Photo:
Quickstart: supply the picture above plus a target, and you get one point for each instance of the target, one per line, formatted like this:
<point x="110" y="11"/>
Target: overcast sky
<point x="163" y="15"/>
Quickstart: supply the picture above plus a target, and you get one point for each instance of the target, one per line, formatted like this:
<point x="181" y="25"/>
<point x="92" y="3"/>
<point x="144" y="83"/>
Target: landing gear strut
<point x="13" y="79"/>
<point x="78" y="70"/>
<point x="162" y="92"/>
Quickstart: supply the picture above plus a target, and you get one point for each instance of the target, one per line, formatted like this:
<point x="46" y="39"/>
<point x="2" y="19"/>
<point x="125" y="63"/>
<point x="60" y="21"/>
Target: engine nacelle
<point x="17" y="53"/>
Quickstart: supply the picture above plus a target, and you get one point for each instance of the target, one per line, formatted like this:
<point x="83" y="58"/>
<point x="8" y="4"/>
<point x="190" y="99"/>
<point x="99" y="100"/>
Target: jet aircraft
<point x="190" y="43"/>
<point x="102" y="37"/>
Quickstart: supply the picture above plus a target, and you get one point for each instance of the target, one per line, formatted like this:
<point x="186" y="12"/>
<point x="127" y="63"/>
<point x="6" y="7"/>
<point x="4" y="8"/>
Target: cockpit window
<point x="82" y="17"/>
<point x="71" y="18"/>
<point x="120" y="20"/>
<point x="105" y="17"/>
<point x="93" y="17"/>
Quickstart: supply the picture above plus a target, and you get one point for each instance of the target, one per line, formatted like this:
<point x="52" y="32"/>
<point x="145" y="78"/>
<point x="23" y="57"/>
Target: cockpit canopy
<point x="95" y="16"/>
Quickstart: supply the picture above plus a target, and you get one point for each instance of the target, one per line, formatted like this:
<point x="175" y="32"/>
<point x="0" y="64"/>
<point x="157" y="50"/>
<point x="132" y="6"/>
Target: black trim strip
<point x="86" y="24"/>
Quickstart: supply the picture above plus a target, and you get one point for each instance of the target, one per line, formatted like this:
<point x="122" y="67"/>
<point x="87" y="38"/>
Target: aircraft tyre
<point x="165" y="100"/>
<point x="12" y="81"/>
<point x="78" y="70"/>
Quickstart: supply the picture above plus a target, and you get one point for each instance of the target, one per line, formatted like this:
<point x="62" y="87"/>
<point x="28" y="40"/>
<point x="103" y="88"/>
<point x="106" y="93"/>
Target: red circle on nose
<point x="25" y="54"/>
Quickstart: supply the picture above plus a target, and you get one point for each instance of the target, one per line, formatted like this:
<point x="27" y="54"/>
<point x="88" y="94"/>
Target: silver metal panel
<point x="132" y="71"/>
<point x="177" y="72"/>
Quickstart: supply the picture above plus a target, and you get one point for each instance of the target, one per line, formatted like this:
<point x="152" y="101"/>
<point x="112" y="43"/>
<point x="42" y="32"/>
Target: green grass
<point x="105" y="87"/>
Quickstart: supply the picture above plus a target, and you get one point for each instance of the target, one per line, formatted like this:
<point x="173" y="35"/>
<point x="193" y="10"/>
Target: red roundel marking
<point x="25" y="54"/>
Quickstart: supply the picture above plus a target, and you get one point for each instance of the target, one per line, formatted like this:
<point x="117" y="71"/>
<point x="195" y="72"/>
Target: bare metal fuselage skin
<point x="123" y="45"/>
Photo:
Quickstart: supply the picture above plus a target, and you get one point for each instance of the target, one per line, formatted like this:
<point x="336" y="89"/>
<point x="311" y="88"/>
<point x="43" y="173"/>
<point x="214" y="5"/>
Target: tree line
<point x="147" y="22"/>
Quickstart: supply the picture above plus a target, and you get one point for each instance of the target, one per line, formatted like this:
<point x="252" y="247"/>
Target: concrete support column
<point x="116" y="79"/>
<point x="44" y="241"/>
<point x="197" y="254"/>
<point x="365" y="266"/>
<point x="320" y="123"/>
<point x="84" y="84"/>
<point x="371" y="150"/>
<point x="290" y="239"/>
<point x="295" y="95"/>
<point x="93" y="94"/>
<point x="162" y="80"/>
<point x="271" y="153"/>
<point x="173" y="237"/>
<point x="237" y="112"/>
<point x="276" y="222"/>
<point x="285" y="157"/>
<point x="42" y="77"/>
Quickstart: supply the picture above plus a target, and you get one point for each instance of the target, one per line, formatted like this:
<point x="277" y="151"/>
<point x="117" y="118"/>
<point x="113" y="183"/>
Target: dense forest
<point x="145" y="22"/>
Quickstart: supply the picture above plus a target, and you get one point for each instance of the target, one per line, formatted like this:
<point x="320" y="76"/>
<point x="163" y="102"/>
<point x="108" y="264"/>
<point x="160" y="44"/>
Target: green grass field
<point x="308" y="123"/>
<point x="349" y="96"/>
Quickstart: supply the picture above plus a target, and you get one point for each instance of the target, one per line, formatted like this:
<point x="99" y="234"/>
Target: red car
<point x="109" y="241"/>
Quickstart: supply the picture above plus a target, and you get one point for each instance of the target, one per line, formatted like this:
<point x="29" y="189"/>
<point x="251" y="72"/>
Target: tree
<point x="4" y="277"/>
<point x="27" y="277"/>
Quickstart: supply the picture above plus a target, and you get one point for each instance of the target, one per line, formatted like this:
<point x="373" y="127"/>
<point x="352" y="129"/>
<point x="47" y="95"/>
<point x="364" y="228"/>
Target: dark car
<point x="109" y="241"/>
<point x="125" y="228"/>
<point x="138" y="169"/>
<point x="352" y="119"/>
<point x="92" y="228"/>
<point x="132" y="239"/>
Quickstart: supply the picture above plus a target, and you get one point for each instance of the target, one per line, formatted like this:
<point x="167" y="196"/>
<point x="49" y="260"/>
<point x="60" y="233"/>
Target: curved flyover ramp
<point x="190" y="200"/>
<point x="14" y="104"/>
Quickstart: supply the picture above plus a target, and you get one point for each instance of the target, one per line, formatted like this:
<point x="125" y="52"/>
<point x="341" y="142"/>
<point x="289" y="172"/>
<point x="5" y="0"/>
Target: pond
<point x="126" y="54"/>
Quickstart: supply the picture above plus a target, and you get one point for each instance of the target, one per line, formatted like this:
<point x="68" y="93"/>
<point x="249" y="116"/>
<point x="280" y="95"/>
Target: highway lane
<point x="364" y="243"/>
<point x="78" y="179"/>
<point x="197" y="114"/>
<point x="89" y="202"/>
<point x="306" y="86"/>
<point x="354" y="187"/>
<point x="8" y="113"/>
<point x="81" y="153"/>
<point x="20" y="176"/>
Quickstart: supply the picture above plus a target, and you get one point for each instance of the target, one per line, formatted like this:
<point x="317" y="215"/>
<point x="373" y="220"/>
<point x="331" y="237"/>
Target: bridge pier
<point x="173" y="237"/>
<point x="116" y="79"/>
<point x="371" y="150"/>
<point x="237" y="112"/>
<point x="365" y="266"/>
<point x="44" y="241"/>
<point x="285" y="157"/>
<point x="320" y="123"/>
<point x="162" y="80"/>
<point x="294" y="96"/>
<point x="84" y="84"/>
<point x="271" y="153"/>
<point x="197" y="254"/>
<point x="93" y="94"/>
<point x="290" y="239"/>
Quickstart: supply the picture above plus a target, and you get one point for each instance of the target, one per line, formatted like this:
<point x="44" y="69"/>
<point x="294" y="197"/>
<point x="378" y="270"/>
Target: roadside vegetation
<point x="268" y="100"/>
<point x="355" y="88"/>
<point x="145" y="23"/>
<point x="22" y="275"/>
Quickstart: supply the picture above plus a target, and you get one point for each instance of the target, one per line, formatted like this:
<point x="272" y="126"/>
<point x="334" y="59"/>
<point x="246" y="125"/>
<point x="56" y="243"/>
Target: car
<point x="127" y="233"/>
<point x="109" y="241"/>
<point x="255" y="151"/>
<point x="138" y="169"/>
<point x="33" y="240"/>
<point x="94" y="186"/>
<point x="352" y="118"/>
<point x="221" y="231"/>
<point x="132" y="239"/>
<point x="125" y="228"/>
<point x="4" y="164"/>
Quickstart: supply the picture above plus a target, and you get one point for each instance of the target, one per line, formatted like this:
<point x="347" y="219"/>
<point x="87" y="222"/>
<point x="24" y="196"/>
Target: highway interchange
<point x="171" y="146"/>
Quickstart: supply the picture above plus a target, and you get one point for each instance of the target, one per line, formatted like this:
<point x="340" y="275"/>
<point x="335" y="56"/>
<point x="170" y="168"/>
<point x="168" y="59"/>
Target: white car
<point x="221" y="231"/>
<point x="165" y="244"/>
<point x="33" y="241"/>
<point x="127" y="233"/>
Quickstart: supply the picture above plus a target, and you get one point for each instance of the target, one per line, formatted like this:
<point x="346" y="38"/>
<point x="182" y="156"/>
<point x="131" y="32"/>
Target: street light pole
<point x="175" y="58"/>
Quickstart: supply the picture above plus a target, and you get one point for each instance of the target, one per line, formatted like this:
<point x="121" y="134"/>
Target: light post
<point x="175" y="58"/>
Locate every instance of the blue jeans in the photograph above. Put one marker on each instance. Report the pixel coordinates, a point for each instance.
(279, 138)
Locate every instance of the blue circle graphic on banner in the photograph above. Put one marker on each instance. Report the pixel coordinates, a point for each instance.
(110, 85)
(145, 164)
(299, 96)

****************

*JOB*.
Swap "marker" for "dot" in the material from the line holding "Locate every instance of the blue circle" through the end, both ends included. Reproduce those lines with nothing else altered.

*ANSWER IN FULL*.
Locate every instance of the blue circle graphic on banner in the photograph above. Put one dot on each instance. Report the pixel coordinates, a point for each instance.
(110, 85)
(145, 164)
(299, 96)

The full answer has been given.